##### The records
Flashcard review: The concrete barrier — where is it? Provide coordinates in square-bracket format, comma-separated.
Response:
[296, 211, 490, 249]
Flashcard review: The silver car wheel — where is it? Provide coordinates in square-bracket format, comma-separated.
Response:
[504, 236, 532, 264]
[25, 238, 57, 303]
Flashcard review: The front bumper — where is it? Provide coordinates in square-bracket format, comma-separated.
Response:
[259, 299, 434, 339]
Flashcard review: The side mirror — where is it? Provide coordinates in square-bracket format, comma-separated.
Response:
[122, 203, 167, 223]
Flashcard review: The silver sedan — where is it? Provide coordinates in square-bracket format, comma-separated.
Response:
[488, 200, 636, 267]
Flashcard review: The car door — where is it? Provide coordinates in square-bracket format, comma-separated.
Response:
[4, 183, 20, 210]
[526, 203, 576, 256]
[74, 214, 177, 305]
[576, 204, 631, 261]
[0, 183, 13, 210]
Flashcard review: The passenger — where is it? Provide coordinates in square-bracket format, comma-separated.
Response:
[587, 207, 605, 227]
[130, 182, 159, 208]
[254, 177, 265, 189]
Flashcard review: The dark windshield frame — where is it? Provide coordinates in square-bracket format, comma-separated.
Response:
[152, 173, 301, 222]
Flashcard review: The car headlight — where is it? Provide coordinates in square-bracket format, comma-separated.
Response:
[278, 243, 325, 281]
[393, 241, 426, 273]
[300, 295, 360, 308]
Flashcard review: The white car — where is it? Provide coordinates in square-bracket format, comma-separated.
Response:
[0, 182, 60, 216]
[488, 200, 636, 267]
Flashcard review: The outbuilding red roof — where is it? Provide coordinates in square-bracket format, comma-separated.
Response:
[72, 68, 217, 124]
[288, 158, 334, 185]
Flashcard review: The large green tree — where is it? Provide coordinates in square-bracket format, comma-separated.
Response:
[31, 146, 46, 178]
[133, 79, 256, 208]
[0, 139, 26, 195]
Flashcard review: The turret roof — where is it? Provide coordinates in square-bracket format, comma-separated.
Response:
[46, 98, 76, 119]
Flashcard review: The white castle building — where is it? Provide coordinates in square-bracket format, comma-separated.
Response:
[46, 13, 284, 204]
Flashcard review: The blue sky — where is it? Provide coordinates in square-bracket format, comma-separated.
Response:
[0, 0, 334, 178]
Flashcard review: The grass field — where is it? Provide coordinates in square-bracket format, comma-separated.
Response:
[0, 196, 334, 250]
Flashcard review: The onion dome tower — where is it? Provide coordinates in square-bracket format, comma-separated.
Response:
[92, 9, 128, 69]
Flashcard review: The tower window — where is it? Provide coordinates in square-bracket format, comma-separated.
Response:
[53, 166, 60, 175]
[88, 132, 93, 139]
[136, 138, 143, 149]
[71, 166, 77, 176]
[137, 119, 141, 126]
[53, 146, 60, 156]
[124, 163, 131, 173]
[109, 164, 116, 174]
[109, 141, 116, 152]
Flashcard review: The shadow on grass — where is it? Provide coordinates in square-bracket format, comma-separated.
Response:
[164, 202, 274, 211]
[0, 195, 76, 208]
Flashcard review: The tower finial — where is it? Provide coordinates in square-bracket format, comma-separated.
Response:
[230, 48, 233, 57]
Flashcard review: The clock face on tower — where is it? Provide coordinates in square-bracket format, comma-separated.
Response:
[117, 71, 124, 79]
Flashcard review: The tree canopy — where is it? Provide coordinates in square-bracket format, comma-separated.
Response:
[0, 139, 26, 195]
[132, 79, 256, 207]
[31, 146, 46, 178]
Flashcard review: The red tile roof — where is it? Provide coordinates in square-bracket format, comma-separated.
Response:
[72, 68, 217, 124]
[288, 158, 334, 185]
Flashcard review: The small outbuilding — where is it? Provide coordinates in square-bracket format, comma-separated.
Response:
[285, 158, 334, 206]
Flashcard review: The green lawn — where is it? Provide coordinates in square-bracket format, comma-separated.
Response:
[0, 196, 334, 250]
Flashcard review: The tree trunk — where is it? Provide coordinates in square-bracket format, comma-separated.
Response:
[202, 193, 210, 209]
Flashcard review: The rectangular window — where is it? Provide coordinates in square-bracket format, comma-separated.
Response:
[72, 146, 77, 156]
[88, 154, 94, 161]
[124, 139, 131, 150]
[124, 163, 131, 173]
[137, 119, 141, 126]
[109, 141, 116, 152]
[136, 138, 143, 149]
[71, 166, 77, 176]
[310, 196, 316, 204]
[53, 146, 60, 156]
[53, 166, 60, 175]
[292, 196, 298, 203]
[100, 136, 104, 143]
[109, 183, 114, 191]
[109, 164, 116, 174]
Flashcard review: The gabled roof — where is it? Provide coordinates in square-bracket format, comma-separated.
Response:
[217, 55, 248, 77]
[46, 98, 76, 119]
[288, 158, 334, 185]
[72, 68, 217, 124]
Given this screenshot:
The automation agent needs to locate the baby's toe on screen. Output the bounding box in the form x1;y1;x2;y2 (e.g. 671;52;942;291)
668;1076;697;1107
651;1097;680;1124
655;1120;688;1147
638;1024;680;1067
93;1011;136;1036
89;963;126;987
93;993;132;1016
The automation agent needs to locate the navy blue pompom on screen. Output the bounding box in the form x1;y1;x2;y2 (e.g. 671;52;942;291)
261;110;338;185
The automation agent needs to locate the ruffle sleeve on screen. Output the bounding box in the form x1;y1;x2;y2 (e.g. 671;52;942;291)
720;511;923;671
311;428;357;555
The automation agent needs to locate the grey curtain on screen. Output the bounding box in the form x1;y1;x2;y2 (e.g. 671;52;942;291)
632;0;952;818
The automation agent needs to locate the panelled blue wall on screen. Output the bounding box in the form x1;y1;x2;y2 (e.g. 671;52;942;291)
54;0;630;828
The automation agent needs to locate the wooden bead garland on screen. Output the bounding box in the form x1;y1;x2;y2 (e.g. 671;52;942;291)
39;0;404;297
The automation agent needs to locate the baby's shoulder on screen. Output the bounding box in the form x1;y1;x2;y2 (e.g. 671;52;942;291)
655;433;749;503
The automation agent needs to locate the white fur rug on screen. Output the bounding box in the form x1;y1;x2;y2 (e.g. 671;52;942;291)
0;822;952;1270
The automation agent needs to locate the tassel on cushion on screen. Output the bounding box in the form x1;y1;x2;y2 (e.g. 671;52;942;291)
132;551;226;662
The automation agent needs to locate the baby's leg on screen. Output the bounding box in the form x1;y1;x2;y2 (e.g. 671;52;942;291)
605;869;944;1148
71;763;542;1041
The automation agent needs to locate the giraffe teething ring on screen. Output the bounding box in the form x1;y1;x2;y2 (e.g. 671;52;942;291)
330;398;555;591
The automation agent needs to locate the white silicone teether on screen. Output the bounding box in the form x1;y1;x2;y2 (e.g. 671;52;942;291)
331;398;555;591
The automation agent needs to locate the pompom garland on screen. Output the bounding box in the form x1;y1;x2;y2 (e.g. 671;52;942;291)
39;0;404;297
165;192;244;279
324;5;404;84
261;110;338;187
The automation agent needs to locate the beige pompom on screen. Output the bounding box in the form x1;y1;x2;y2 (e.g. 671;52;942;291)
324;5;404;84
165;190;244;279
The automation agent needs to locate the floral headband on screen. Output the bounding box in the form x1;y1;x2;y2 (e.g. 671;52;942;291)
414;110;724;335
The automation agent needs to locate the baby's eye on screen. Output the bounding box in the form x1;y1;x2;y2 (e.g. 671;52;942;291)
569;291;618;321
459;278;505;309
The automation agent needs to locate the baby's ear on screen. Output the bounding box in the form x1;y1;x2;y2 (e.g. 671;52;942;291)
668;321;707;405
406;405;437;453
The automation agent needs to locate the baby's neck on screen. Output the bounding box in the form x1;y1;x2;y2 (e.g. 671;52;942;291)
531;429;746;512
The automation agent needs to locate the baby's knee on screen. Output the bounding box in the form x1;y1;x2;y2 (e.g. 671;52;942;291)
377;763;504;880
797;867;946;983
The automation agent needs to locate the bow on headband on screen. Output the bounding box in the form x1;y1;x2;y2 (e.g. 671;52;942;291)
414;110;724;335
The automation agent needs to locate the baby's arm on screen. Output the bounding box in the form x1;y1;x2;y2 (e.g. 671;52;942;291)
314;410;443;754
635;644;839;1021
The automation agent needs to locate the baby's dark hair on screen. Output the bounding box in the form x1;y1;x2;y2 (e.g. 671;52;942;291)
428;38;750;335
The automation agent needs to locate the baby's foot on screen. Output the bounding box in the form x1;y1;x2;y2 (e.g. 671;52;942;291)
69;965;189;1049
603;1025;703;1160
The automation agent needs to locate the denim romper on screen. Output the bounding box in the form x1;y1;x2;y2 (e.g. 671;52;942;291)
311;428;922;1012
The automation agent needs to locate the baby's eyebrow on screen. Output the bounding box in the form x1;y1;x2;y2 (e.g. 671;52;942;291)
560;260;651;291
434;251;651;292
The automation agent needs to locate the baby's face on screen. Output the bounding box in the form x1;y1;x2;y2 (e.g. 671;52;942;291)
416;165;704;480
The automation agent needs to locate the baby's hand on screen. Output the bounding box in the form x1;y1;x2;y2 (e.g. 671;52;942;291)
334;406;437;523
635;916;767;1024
##########
Render the rows from the line containing "The automation agent needs to locate the baby's eye on" up to and including the line containing "416;165;704;480" as a JSON list of strings, one string per line, omitting blank lines.

[
  "The automation agent needs to locate the baby's eye on screen. Output the bounding box in the form x1;y1;x2;y2 (e.g. 671;52;942;291)",
  "569;291;618;321",
  "459;278;505;309",
  "The automation agent needs to locate the baby's ear on screen. Output the bounding box in the form x1;y1;x2;y2 (e.g. 671;52;942;291)",
  "668;321;707;405",
  "406;405;437;453",
  "The automation agent needs to locate the baby's neck on screen. Output the bounding box in the form x1;y1;x2;y2 (e.g. 671;52;942;291)",
  "531;429;746;512",
  "The automation agent needs to locate the baby's knee on screen. Output the bounding box in the form x1;y1;x2;y2 (e.g. 671;52;942;291)",
  "377;763;504;880",
  "797;867;946;983",
  "The automation agent needs to locate the bow on headband on screen. Output the bounding box in the form x1;y1;x2;y2 (e.g. 671;52;942;291)",
  "414;110;724;335",
  "The automation agent needs to locate the baby's arm on screen. Output the bounding box in the form x1;y1;x2;y2 (e.g. 671;52;942;291)",
  "314;410;443;754",
  "635;644;839;1021",
  "The automation agent needs to locate the baby's dark hair on screen. Output the bounding box in the form x1;y1;x2;y2 (e.g. 671;52;942;291)",
  "428;38;750;335",
  "The automation agent needs to locate the baby's foot on screen. Output the bounding box in the form x1;y1;x2;y2 (e.g. 671;52;942;291)",
  "69;965;189;1049",
  "603;1025;703;1160",
  "The automation agent needs to locate the denim romper on screen. Output the bounding box in the form x1;y1;x2;y2 (e.g. 671;52;942;291)",
  "311;428;922;1012",
  "The automation agent needs to locate the baby's eyebrow on screen. Output the bounding box in the form x1;y1;x2;y2 (e.g. 671;52;942;291)",
  "560;260;651;291",
  "434;251;651;292",
  "The automation agent needs to locate the baby's face on screen. Output the bounding box in the form x1;y1;x2;y2 (e.g. 671;52;942;291)",
  "416;165;704;480"
]